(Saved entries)
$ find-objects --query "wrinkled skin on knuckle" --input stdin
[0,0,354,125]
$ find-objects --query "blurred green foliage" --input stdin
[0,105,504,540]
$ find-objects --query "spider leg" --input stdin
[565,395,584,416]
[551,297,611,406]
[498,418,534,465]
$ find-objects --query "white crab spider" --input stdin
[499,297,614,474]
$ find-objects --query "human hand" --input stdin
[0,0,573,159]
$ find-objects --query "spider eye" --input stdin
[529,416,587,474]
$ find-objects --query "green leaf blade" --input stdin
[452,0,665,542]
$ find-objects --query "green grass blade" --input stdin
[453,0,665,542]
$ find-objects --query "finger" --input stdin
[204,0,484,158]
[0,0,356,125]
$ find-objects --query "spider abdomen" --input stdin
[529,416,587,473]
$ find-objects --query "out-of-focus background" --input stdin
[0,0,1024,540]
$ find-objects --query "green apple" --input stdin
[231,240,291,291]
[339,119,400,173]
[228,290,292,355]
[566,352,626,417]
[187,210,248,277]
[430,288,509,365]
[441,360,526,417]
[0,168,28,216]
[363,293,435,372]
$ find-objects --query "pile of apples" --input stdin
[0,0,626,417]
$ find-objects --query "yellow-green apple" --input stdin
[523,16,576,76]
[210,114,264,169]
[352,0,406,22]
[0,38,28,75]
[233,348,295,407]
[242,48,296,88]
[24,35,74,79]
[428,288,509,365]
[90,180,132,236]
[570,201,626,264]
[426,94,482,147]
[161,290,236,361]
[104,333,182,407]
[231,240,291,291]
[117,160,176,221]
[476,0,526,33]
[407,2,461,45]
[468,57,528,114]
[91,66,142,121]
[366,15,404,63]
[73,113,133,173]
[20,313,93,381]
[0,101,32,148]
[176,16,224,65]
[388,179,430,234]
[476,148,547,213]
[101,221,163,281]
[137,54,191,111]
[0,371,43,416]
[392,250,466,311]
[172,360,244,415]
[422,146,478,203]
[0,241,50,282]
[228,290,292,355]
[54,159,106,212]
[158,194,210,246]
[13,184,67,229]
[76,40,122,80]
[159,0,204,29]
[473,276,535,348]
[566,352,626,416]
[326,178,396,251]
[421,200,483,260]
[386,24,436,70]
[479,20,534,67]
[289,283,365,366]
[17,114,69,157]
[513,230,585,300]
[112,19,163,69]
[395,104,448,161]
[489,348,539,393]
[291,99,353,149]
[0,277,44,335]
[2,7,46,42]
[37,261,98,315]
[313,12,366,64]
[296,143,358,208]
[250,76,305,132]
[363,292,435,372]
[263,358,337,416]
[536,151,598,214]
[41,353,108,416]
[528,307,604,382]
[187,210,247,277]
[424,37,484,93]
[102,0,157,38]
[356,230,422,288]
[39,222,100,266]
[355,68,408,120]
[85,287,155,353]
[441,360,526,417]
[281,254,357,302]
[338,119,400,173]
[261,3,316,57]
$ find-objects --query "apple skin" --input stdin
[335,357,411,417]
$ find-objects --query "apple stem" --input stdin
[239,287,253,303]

What you will do:
Return all of the records above, reproducing every line character for character.

Solved exercise:
$ find-objects --query "wrinkled skin on knuckle" --input stdin
[0,0,354,125]
$ find-objects --query "blurred green foliage" --input stdin
[0,105,504,540]
$ find-objects --query "spider leg" --input stdin
[565,395,584,416]
[551,297,611,406]
[498,418,534,465]
$ find-objects --query "white crab spider" --input stdin
[499,297,614,474]
$ find-objects --query "human hand" --input stdin
[0,0,573,159]
$ find-objects --query "spider eye" --input stdin
[529,416,587,474]
$ find-objects --query "green leaf blade" --input stdin
[452,0,665,542]
$ find-objects --query "green grass blade" --input stdin
[453,0,665,542]
$ find-objects --query "finger" --input stdin
[204,0,484,158]
[0,0,356,125]
$ find-objects --query "spider abdomen" --input stdin
[529,416,587,473]
$ find-objects --query "out-of-focus background" --input stdin
[0,0,1024,540]
$ find-objects --query "green apple" --input stdin
[231,240,291,291]
[339,119,400,173]
[228,290,292,355]
[566,352,626,417]
[187,210,248,277]
[430,288,509,365]
[441,360,526,417]
[0,168,28,216]
[363,293,435,372]
$ find-objects --query "pile of apples" --input stdin
[0,0,626,417]
$ find-objects --query "yellow-green apple" --input stdin
[523,16,576,76]
[210,114,264,169]
[352,0,406,22]
[0,38,28,75]
[233,348,295,407]
[242,48,296,88]
[24,35,74,79]
[428,288,509,365]
[90,180,132,236]
[570,201,626,264]
[426,94,482,147]
[161,290,236,361]
[104,333,182,407]
[231,240,291,291]
[117,160,176,221]
[476,0,526,33]
[407,2,461,45]
[468,57,528,114]
[91,66,142,121]
[366,15,404,63]
[73,113,133,173]
[20,313,93,381]
[0,101,32,148]
[176,16,224,65]
[388,179,430,234]
[476,148,547,213]
[101,221,163,281]
[137,54,191,111]
[0,371,43,416]
[392,250,466,311]
[172,360,244,415]
[422,146,478,203]
[0,241,50,282]
[228,290,292,355]
[54,159,106,212]
[158,194,210,246]
[13,184,67,229]
[76,40,122,80]
[159,0,204,29]
[473,276,535,348]
[566,352,626,416]
[326,178,396,251]
[421,200,483,260]
[386,24,436,70]
[479,20,534,67]
[289,283,365,366]
[17,114,69,157]
[513,230,585,300]
[112,19,163,69]
[395,104,448,161]
[489,348,539,393]
[291,99,353,149]
[0,277,44,335]
[2,7,46,42]
[37,261,98,315]
[313,12,366,64]
[296,143,358,208]
[250,76,305,132]
[363,292,435,372]
[263,358,337,416]
[536,151,598,214]
[41,353,108,416]
[528,307,604,382]
[187,210,247,277]
[424,37,484,93]
[102,0,157,38]
[356,230,422,288]
[39,222,100,266]
[355,68,408,120]
[85,287,155,353]
[441,360,526,417]
[281,254,357,302]
[338,119,400,173]
[261,3,316,57]
$ find-objects --query "apple skin" --input stdin
[335,357,411,417]
$ find-objects --query "apple stem" --input stdin
[239,287,253,303]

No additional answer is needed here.